All records are to be restated exactly, each line as it reads.

** Materials provided follows **

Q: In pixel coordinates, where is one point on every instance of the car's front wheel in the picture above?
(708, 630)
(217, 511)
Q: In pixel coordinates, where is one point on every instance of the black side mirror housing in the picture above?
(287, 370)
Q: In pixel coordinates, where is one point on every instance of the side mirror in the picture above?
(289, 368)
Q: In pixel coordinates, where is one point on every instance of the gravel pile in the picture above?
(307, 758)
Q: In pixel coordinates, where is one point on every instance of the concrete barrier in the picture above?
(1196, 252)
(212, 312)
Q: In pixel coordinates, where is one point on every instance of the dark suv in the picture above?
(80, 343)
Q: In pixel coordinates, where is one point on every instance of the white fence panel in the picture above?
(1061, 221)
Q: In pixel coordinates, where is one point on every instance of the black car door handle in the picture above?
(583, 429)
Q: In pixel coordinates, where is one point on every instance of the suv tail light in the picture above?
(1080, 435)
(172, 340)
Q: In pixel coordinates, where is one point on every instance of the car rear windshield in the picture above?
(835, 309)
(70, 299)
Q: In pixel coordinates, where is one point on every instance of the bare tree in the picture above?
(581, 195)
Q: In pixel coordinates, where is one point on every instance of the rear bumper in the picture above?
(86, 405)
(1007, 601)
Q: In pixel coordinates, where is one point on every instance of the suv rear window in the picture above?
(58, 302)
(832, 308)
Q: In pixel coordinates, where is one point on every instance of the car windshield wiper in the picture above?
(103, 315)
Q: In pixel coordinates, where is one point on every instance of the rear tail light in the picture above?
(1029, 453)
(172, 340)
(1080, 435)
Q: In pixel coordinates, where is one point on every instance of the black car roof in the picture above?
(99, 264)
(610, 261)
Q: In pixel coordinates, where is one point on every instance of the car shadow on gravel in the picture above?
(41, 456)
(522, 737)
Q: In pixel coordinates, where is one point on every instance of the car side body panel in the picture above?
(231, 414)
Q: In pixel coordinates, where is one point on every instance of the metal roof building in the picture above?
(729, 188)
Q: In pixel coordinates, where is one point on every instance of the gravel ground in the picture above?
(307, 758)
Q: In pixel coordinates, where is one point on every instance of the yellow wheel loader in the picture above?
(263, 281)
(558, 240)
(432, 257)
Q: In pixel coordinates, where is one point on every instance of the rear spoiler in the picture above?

** End of Materials provided **

[Written solution]
Q: In pixel coordinates, where is one point on every instance of the car's front wheel in the picture above?
(708, 630)
(217, 511)
Q: In pixel coordinates, where is one point on every instance of the black side mirror housing in the picture above?
(287, 370)
Q: In pixel coordinates, where is one point on every instance of the side mirror in the picture above?
(289, 368)
Q: In pixel coordinates, where is one point on every instance of the gravel pile in the picture above?
(307, 758)
Q: In pixel coordinates, where is one point on every instance of the concrete barrier in the picture above?
(1196, 252)
(212, 312)
Q: In pixel coordinates, where is one point on every instance of the dark suv in the picture above?
(80, 343)
Q: In pixel coordinates, where is one point on every instance of the white fence panel in the picture above?
(1061, 221)
Q: In pixel coordinates, where is one point on every instance of the black car door handle in the picture above?
(583, 429)
Q: In pixel coordinates, where is one point on every instance of the suv tail light in the picture above?
(1080, 435)
(172, 340)
Q: In pixel coordinates, where is one point on every instance of the car rear windshield in the picture above?
(835, 309)
(70, 299)
Q: In pixel coordinates, where is one point on every instance of the bare tree in the picture above?
(581, 195)
Q: In pixel coordinates, where is one point on every instance of the rear bumper in the picture above?
(86, 405)
(1007, 601)
Q: In pixel coordinates, where is one point on every instance of the suv rear window in the picture above?
(58, 302)
(832, 308)
Q: In pixel coordinates, where is one point on every instance of the car windshield wiper in the picture above?
(103, 315)
Q: In pixel coordinates, where is one point on every instance of the rear tail light in the picture above?
(1029, 453)
(172, 340)
(1080, 435)
Q: In pixel coordinates, where is one point on every instance of the black car roof in the picture above?
(99, 264)
(610, 261)
Q: In pixel coordinates, where is one point on every instance of the car shadow on gravel in the picture above?
(41, 456)
(522, 737)
Q: In pixel coordinates, where is one point on every instance of the car side body panel in the picture above?
(231, 414)
Q: In pixel coordinates, where is one point on every instance of the metal roof building in the picture above?
(729, 188)
Q: In pixel coordinates, where is one point on every instance of the gravel ground in the picture above?
(307, 758)
Q: In pixel coordinates, where is one point on every instance of the yellow wheel loader in the picture above?
(263, 281)
(558, 240)
(432, 257)
Q: In pixel coordinates, where is one point on every instance of the rear spoiler in the picture above?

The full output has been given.